READING PASSAGE:
[Start of section]
The phase I trial of Parkinson’s disease gene therapy will be limited to 12 patients who have had advanced Parkinson’s disease for at least five years. To be included in the trial, these patients must be unresponsive to, or unable to tolerate the side effects of, current Parkinson’s disease therapies and they must have significant balance problems.

After enrollment, the patients will undergo rigorous assessments at regular intervals. The assessments will include symptom evaluation, ratings of functional status based on the Unified Parkinson’s Disease Rating Scale, and neuropsychological tests of cognition, memory, and motor ability.

SAFETY FIRST

“We have multiple layers of safety data suggesting that [Parkinson’s disease gene therapy] is safe,” reported another principal investigator in the trial, Matthew J. During, MD, Professor of Molecular Medicine and Pathology at the University of Auckland in New Zealand.

The most recent of those data are from a 2002 study of gene therapy in parkinsonian rats, which displayed no posttherapeutic adverse effects. Moreover, the study linked gene therapy to improvement in parkinsonian behaviors and strong neuroprotection of nigral dopamine neurons.

The investigators produced similar findings eight years earlier when they safely injected their vector into the brains of parkinsonian rats. They used the vector to deliver lacZ, the structural gene that encodes ß-galactosidase, and human tyrosine hydroxylase, a key enzyme in the biosynthesis of dopamine and other catecholamines.

Injection of the vector that contained lacZ resulted in ß-galactosidase expression for up to three months while the tyrosine hydroxylase– containing vector produced immunoreactivity that was detectable in striatal neurons and glia for up to four months. The rats that received the latter vector also showed improvement in their parkinsonian behaviors.

In a 1998 study, a tyrosine hydroxylase or aromatic amino acid decarboxylase–containing vector was injected into the striatal cells of monkeys that had been exposed to a neurotoxin that caused Parkinson’s disease–like symptoms. Tyrosine hydroxylase produced detectable immunoreactivity in the striatal cells for up to about four and a half months, and several of the monkeys that received the gene showed elevated dopamine levels near injection tracts for up to two and a half months. Neither gene therapy caused significant toxicity.
[End of section]
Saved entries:
[Start of section]
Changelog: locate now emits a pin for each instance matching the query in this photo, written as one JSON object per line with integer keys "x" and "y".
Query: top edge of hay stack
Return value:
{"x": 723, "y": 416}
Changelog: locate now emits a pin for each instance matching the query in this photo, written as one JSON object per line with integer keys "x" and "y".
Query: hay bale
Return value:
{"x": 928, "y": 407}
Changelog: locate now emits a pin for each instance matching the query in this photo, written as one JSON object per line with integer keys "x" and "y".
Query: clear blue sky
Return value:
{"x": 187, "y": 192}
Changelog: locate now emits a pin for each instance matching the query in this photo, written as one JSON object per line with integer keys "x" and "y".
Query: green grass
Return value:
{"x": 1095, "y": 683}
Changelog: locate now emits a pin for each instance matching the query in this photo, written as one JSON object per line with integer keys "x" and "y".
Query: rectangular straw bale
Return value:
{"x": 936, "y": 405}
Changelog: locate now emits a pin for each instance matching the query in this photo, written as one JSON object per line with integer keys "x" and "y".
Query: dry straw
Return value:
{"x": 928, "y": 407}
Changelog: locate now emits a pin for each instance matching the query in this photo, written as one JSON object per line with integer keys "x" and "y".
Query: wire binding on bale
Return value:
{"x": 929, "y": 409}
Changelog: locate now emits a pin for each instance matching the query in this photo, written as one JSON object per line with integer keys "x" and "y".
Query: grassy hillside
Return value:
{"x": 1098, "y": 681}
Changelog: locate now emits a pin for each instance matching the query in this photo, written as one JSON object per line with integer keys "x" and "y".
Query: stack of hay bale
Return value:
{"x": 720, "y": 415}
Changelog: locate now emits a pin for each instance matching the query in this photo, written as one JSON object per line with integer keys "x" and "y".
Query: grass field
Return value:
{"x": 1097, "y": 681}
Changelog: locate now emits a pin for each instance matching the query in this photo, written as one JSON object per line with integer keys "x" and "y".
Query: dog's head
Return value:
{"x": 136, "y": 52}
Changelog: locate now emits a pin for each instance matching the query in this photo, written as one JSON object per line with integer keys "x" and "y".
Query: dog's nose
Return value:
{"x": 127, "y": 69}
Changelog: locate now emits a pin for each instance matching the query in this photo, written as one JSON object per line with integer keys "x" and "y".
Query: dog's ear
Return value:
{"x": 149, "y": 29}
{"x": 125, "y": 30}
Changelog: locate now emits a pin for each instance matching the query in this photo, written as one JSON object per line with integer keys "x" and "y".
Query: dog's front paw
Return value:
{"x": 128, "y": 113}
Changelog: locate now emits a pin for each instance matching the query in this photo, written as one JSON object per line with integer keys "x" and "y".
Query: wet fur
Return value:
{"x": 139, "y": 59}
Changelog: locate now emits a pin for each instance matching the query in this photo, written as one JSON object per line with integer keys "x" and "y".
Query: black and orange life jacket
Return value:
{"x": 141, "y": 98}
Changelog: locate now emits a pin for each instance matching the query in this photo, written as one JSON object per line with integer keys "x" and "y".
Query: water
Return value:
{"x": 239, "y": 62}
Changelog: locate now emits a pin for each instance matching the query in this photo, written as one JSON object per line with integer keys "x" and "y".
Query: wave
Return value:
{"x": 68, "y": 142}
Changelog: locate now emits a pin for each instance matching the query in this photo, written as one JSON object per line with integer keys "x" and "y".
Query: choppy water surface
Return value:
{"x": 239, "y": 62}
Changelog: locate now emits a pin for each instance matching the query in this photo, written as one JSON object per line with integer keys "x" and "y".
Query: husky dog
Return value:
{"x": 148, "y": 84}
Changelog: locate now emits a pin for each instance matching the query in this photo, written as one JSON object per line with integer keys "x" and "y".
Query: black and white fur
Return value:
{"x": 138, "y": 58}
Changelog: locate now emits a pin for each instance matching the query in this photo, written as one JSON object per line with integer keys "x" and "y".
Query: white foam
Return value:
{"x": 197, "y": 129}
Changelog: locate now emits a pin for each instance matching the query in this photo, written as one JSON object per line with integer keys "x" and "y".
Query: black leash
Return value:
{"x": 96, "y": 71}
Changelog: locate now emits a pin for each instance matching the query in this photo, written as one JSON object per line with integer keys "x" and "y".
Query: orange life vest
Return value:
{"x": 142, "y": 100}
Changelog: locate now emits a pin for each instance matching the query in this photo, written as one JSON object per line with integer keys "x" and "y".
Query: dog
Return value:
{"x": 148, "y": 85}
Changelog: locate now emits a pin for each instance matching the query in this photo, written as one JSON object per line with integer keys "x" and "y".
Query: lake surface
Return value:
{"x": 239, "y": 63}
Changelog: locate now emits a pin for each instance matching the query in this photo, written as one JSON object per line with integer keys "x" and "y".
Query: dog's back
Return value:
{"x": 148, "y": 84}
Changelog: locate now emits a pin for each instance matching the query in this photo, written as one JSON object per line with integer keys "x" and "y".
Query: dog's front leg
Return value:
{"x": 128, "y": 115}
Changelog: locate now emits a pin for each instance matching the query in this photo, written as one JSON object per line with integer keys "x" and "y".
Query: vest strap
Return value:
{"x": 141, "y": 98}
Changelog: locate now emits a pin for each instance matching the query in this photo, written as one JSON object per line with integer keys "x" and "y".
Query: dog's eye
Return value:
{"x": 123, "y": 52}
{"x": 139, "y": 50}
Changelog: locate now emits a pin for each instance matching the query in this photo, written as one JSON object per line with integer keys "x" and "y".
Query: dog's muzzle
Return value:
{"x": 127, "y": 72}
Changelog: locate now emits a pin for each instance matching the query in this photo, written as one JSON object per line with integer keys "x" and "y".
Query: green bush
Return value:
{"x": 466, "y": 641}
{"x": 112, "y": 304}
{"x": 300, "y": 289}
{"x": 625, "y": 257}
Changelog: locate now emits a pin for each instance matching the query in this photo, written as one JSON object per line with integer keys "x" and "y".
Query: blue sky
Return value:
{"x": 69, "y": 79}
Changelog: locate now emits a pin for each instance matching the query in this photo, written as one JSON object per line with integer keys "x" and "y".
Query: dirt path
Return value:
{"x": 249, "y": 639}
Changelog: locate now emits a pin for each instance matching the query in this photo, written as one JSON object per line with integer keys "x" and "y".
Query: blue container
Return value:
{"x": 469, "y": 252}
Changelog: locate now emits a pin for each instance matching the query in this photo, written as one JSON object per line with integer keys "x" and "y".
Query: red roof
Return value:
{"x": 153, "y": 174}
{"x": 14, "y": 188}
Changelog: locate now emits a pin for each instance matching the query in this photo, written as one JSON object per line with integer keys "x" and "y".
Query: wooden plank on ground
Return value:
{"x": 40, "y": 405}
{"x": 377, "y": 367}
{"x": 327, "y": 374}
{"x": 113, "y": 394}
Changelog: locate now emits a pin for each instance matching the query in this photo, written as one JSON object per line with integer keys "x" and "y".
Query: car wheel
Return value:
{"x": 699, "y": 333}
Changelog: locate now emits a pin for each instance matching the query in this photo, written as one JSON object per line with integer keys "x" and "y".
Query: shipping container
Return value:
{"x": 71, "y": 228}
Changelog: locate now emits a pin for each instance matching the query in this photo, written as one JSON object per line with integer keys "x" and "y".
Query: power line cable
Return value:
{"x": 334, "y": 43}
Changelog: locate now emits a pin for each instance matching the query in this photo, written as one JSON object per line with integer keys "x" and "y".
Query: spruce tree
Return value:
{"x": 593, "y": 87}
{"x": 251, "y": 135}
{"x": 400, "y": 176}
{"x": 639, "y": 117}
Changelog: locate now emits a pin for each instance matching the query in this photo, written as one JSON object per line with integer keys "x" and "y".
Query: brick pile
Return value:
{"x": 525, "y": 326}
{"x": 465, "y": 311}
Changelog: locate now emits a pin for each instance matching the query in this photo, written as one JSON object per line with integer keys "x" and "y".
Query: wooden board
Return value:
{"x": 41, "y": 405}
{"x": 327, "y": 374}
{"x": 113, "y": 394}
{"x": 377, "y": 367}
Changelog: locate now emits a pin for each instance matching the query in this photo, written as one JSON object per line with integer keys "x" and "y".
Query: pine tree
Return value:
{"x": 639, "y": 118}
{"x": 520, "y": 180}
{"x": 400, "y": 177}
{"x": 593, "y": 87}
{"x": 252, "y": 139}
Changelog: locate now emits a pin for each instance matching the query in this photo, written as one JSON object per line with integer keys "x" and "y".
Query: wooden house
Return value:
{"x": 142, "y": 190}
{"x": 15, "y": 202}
[End of section]
DIRECTIONS:
1/ Answer these questions using the Parkinson's gene therapy passage:
(a) How many patients is the phase I trial limited to?
(b) At which university is Matthew J. During a professor?
(c) In the 1998 study, for how long did tyrosine hydroxylase produce detectable immunoreactivity in the monkeys' striatal cells?
2/ Reproduce word for word everything in the Parkinson's gene therapy passage from "The most recent" down to "nigral dopamine neurons.".
3/ Take the Parkinson's gene therapy passage further, picking up right after its final sentence.

OUTPUTS BY TASK:
1/
(a) 12 patients
(b) The University of Auckland in New Zealand
(c) Up to about four and a half months

2/
The most recent of those data are from a 2002 study of gene therapy in parkinsonian rats, which displayed no posttherapeutic adverse effects. Moreover, the study linked gene therapy to improvement in parkinsonian behaviors and strong neuroprotection of nigral dopamine neurons.

3/
CAUTIOUS OPTIMISM

While the main goal of the phase I trial is to confirm once and for all the safety of Parkinson’s disease gene therapy in humans, Dr. Kaplitt and colleagues also hope to gain insight into the treatment’s effectiveness. They speculate that, like deep brain stimulation, gene therapy will palliate Parkinson’s disease symptoms by inhibiting the activity of the subthalamic nucleus.

However, gene therapy may offer several advantages over deep brain stimulation, including the conversion of excitatory subthalamic nucleus projections into inhibitory projections, thus further reducing Parkinson’s disease symptoms. Additionally, gene therapy could be neuroprotective, and it would eliminate the need for the electrodes and batteries used in deep brain stimulation.

Like any unproven treatment, however, gene therapy could end up working poorly or failing completely in humans. It also presents the opportunity for severe brain damage if the surgeon is not careful when inserting the microthin infusion catheter or infuses the vectors too quickly.

“Forty-eight hours after the procedure, we are fairly pleased,” related Dr. Kaplitt. In fact, the first patient in the phase I trial was formally discharged at that time because he did not have a fever and showed no signs of brain damage or inflammation on MRI.

NR

—Timothy Begany

Suggested Reading
During MJ, Kaplitt MG, Stern MB, Eidelberg D. Subthalamic GAD gene transfer in Parkinson disease patients who are candidates for deep brain stimulation. Hum Gene Ther. 2001;12:1589-1591.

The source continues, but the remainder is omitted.